EXERCISE DIRECTIONS:
Starting at the first line of the items and stopping after the line that contains "pixel 365 366", return those lines as a JSON list of strings, one string per line, with blank lines skipped. Leave any picture out of the list.

SUPPLIED MATERIAL:
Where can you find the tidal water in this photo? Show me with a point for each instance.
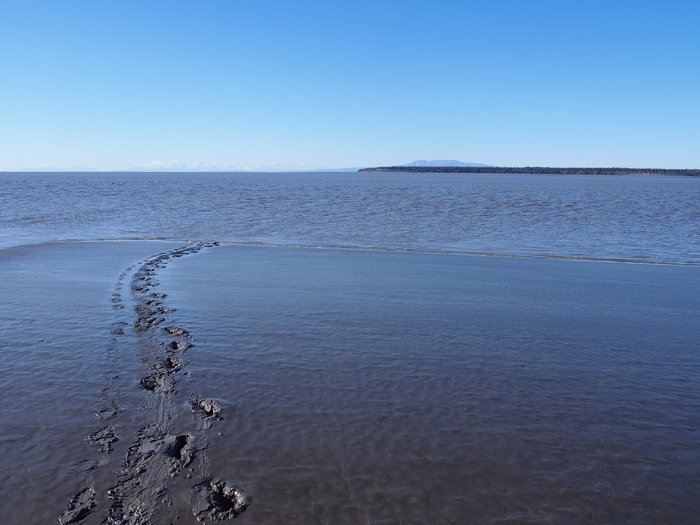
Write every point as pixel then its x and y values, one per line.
pixel 644 219
pixel 365 366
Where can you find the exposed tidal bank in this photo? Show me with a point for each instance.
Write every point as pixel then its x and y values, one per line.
pixel 495 170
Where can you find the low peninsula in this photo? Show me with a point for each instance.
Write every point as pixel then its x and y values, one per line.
pixel 537 170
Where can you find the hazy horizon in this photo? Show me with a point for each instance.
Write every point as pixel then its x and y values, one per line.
pixel 268 86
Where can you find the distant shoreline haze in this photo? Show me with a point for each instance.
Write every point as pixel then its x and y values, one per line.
pixel 536 170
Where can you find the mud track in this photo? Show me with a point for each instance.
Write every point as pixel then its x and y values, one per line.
pixel 164 460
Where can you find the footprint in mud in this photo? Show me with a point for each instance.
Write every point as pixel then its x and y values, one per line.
pixel 79 507
pixel 103 438
pixel 179 345
pixel 143 324
pixel 157 382
pixel 218 500
pixel 207 408
pixel 176 330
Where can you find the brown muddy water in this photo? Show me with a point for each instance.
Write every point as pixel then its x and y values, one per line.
pixel 148 382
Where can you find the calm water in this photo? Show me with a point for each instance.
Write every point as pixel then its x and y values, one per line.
pixel 630 218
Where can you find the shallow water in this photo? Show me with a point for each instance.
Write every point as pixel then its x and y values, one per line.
pixel 644 219
pixel 408 388
pixel 355 387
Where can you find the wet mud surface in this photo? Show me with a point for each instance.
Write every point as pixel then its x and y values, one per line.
pixel 292 386
pixel 163 464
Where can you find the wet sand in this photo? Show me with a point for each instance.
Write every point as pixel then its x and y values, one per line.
pixel 161 382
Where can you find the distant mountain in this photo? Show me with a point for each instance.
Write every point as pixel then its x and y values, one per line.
pixel 428 163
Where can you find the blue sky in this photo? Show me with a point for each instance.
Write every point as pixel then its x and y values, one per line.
pixel 308 84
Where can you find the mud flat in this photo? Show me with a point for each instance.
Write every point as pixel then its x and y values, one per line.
pixel 100 425
pixel 154 382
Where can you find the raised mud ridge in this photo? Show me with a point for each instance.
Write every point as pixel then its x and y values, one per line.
pixel 166 457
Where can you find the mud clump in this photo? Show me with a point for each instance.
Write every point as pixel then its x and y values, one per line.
pixel 157 382
pixel 103 438
pixel 176 330
pixel 219 500
pixel 143 324
pixel 179 345
pixel 79 507
pixel 208 407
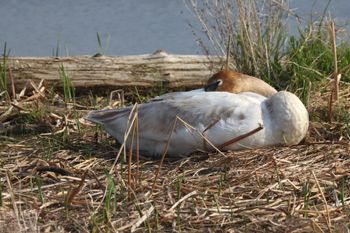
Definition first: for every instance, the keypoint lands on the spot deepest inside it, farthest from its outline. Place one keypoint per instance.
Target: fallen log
(160, 68)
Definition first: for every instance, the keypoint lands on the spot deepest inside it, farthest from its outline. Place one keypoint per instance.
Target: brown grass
(59, 182)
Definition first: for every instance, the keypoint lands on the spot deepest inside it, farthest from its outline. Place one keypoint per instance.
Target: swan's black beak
(212, 86)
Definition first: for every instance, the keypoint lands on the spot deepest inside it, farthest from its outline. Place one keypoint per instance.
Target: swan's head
(230, 81)
(289, 117)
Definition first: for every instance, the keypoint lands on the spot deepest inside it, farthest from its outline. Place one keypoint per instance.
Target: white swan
(283, 116)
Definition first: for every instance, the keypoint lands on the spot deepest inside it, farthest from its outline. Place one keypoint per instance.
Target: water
(35, 27)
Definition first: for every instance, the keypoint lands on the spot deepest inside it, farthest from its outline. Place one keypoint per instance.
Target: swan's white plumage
(283, 116)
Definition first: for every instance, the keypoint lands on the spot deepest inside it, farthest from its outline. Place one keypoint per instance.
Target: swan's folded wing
(156, 118)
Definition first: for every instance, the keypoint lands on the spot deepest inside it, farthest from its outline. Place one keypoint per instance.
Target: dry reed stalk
(130, 159)
(164, 153)
(13, 89)
(334, 94)
(75, 191)
(13, 199)
(328, 219)
(228, 52)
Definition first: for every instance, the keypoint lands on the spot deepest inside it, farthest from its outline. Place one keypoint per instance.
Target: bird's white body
(283, 116)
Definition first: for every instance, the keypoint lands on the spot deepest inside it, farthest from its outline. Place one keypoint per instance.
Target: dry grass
(59, 181)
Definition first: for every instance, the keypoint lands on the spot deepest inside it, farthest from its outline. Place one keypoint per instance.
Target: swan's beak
(212, 86)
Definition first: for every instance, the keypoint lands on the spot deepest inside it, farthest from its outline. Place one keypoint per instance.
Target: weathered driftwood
(172, 71)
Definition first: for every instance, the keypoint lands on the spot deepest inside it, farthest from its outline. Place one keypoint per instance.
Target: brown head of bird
(234, 82)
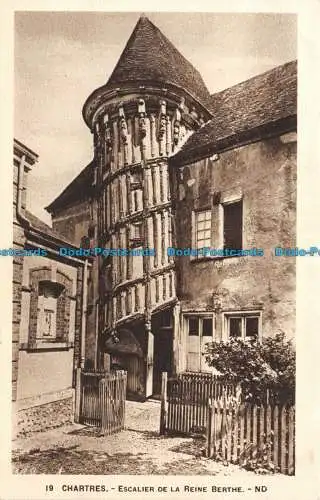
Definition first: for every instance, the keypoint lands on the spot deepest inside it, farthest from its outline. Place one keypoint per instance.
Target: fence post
(163, 411)
(77, 396)
(209, 429)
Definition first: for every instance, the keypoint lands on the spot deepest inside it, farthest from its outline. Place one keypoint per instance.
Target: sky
(61, 57)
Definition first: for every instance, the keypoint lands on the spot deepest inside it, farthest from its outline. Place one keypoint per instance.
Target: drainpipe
(96, 354)
(84, 313)
(20, 217)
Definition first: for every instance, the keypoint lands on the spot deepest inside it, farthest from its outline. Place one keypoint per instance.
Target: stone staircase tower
(152, 102)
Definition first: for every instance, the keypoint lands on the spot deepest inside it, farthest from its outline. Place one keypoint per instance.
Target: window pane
(235, 327)
(233, 225)
(252, 326)
(207, 327)
(203, 228)
(194, 326)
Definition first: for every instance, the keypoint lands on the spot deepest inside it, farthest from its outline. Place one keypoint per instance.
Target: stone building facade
(177, 167)
(47, 312)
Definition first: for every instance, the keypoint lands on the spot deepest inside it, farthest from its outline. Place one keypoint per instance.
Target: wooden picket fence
(252, 435)
(184, 401)
(100, 400)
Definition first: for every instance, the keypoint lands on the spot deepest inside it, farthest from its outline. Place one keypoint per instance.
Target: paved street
(76, 449)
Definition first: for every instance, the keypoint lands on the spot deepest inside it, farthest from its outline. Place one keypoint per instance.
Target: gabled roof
(78, 189)
(150, 57)
(41, 226)
(260, 103)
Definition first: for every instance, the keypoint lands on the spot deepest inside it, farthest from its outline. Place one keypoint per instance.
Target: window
(106, 276)
(232, 225)
(244, 326)
(47, 310)
(199, 333)
(136, 236)
(203, 229)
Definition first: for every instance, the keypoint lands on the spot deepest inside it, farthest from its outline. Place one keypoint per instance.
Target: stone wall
(44, 417)
(263, 174)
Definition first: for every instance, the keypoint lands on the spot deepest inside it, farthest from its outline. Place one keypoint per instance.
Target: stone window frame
(243, 314)
(201, 315)
(219, 201)
(62, 282)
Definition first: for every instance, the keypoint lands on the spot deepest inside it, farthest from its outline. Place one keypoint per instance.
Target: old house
(177, 167)
(48, 311)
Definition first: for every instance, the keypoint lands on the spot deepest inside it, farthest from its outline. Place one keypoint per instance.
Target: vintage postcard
(163, 251)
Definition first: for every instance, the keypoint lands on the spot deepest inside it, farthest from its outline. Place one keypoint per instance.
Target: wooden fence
(184, 401)
(100, 400)
(250, 435)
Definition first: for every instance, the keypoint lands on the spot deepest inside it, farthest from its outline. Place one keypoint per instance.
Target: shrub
(262, 367)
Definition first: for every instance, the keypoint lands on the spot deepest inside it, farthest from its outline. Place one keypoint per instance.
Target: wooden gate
(100, 400)
(251, 435)
(184, 400)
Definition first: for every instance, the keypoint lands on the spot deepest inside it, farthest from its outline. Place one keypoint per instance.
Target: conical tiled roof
(150, 57)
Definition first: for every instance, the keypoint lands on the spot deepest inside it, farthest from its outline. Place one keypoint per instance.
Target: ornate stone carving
(123, 127)
(176, 126)
(142, 118)
(162, 120)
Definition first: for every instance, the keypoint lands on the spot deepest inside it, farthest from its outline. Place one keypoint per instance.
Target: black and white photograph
(154, 250)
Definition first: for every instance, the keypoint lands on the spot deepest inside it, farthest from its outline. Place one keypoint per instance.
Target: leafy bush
(262, 367)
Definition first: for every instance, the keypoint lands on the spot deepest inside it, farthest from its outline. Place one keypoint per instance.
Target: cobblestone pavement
(77, 449)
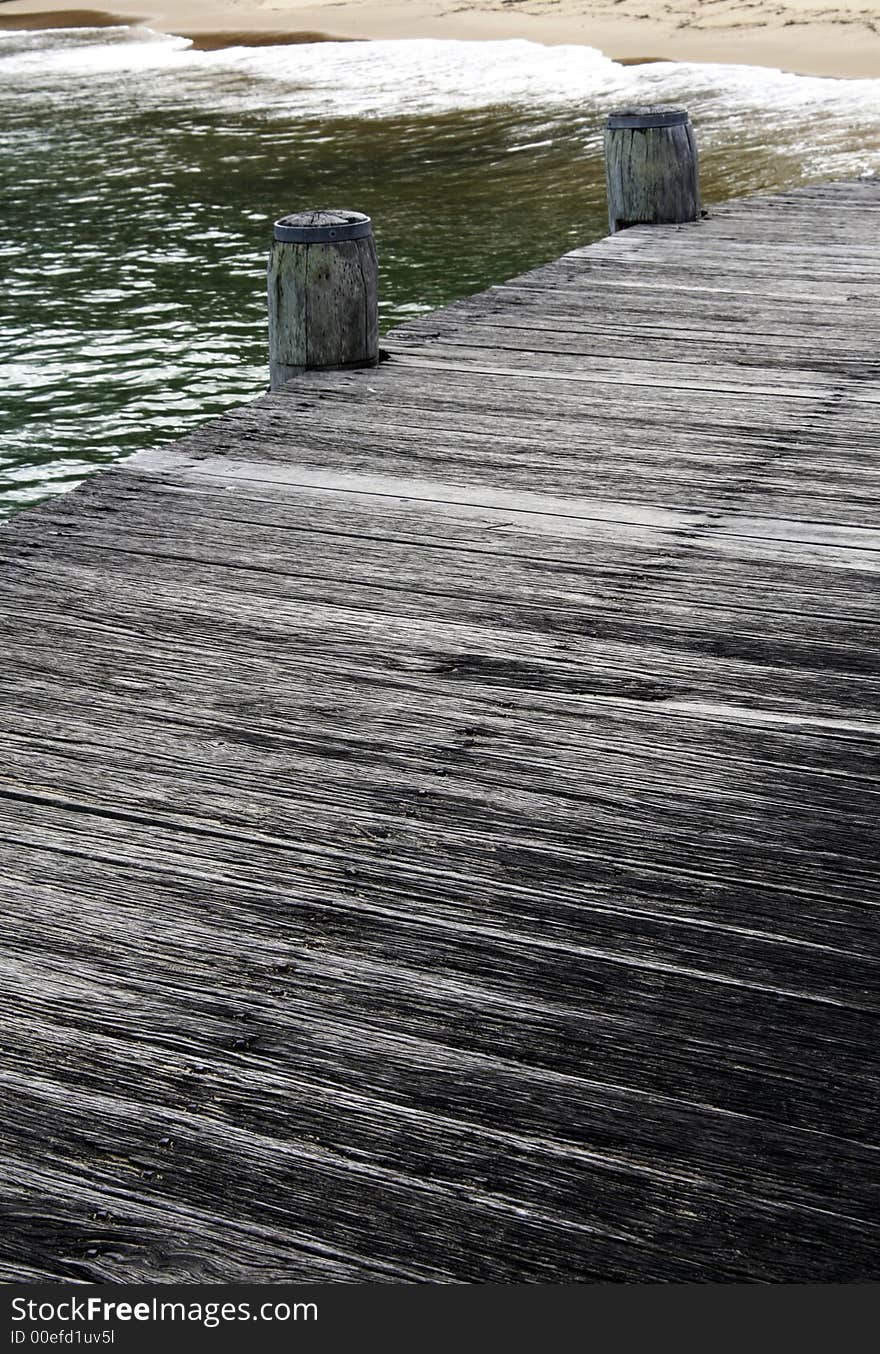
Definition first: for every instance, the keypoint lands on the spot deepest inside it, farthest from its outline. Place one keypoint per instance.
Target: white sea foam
(429, 76)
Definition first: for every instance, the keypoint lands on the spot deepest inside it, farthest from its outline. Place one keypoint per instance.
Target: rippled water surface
(140, 180)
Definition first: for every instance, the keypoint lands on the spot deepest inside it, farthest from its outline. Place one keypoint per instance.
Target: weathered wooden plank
(452, 788)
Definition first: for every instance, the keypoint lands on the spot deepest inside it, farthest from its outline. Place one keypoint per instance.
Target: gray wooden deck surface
(439, 803)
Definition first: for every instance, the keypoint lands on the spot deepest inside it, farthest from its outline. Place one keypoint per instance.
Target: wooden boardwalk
(439, 809)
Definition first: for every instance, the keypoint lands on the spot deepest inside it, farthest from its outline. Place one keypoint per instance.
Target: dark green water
(140, 182)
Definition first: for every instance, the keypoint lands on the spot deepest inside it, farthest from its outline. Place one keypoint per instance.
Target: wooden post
(322, 287)
(650, 167)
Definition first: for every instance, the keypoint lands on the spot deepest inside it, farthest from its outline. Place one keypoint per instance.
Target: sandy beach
(810, 37)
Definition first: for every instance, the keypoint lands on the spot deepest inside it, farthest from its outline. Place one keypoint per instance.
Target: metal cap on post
(651, 167)
(322, 293)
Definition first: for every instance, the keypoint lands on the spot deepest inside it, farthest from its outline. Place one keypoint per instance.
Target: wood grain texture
(439, 803)
(651, 173)
(322, 306)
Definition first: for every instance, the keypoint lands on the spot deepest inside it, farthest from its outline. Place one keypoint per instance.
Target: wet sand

RESPONSE BELOW:
[
  "Where can you find the tidal water in this photo? Show me with a point for each instance.",
  "Write every point as pixel then its x and y values, one per line.",
  "pixel 644 219",
  "pixel 365 366"
]